▸ **TAREA 1**
En los registros, desde la línea que contiene "In the picture above, where can the wiaa" hasta el final, ambas incluidas, sustituye "spectator with camera" por "spectator with phone". Deja todo lo demás igual.
==============================
Sumario: I. Introducción: el marco en el que nos movemos. II. El lugar de los derechos fundamentales en la responsabilidad de los Estados. III. El ejercicio del poder y su incidencia en la responsabilidad de los Estados. IV. Especial consideración de la responsabilidad internacional de los Estados. V. Conclusiones. VI. Bibliografía.

I. Introducción: el marco en el que nos movemos

En este trabajo apreciamos que en las sociedades de Europa occidental rigen los Estados como forma de organización originada por un pacto o acuerdo entre los individuos. Sus particularidades más importantes son las de la concentración y monopolización del poder político exteriorizado en el concepto de soberanía, sin olvidar la diferenciación entre lo público y lo privado, entre el ciudadano y el hombre, y entre el Estado y la sociedad civil. Los Estados de derecho son conceptuados como una relación axiológicamente neutra y necesaria entre el derecho y el poder, en tanto que, avanzando más, se vislumbra una construcción de mayor relevancia, por ser menos descriptiva, que incorpora elementos normativos propios. Su versión restringida posee rasgos identificadores formales remitidos a la acción limitadora del derecho sobre el poder, manifestándose en el manejo de las leyes y en la separación de poderes; y la versión amplia abarca dimensiones materiales como el reconocimiento y las garantías de los derechos fundamentales (Atienza, 2004: 125-126; Peces-Barba et al., 2000).
==============================
▸ **TAREA 2**
Repite sin cambiar nada el texto completo sobre los Estados de derecho.
==============================
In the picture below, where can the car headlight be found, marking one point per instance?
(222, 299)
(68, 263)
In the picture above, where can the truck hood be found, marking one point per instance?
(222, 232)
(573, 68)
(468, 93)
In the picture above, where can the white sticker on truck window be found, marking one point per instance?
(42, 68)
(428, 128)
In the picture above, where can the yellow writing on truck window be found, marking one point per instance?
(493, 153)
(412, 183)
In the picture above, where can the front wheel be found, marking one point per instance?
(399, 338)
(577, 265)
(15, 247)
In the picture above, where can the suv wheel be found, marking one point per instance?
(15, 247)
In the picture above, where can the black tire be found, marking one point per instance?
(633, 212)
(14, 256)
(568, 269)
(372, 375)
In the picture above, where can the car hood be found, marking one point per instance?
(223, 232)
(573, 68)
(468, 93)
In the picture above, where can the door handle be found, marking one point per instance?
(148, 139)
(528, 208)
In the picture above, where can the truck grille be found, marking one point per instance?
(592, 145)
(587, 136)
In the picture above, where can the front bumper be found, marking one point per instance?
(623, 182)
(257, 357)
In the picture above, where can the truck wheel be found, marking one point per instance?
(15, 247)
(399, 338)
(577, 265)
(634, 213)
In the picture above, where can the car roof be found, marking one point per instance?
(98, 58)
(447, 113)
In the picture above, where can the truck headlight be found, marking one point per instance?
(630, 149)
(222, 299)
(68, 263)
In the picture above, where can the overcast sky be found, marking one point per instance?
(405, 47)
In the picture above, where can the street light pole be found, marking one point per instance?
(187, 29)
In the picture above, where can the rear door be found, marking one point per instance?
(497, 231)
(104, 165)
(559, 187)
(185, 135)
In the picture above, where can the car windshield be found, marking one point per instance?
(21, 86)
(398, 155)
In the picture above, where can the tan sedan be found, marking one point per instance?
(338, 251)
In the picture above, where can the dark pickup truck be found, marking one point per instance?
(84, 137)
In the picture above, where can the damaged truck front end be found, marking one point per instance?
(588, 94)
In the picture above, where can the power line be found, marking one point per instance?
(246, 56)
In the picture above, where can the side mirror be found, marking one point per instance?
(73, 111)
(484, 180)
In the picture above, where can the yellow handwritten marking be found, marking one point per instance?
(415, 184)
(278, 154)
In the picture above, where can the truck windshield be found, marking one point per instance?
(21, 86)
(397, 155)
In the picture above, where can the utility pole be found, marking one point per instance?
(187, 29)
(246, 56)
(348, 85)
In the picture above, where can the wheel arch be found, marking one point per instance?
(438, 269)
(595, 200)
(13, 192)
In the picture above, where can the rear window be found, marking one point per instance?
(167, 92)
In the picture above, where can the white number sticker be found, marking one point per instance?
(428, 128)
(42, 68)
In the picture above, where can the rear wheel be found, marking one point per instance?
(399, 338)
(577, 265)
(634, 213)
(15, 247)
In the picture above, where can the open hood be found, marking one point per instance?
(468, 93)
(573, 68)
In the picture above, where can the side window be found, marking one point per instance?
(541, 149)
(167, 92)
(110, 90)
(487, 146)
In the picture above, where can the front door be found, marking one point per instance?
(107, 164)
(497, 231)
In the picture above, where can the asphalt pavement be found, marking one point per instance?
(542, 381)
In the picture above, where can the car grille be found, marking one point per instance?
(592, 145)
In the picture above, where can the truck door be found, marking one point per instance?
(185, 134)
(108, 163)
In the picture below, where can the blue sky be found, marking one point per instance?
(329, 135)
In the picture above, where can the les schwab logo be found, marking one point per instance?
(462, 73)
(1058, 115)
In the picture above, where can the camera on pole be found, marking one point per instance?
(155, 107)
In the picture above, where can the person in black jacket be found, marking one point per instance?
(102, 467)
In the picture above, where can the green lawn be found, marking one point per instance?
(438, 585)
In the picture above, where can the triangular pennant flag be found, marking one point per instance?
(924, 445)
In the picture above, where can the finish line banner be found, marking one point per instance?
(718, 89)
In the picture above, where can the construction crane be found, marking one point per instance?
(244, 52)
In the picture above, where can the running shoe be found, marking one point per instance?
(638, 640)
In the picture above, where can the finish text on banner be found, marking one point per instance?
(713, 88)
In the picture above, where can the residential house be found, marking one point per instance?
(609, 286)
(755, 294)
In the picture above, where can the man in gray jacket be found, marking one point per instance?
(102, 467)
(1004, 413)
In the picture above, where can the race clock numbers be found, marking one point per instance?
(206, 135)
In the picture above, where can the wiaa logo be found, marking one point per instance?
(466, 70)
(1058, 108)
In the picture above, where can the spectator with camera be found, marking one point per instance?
==============================
▸ **SOLUCIÓN 1**
In the picture above, where can the wiaa logo be found, marking one point per instance?
(466, 70)
(1058, 108)
In the picture above, where can the spectator with phone be found, marking one point per instance?

▸ **SOLUCIÓN 2**
Sumario: I. Introducción: el marco en el que nos movemos. II. El lugar de los derechos fundamentales en la responsabilidad de los Estados. III. El ejercicio del poder y su incidencia en la responsabilidad de los Estados. IV. Especial consideración de la responsabilidad internacional de los Estados. V. Conclusiones. VI. Bibliografía.

I. Introducción: el marco en el que nos movemos

En este trabajo apreciamos que en las sociedades de Europa occidental rigen los Estados como forma de organización originada por un pacto o acuerdo entre los individuos. Sus particularidades más importantes son las de la concentración y monopolización del poder político exteriorizado en el concepto de soberanía, sin olvidar la diferenciación entre lo público y lo privado, entre el ciudadano y el hombre, y entre el Estado y la sociedad civil. Los Estados de derecho son conceptuados como una relación axiológicamente neutra y necesaria entre el derecho y el poder, en tanto que, avanzando más, se vislumbra una construcción de mayor relevancia, por ser menos descriptiva, que incorpora elementos normativos propios. Su versión restringida posee rasgos identificadores formales remitidos a la acción limitadora del derecho sobre el poder, manifestándose en el manejo de las leyes y en la separación de poderes; y la versión amplia abarca dimensiones materiales como el reconocimiento y las garantías de los derechos fundamentales (Atienza, 2004: 125-126; Peces-Barba et al., 2000).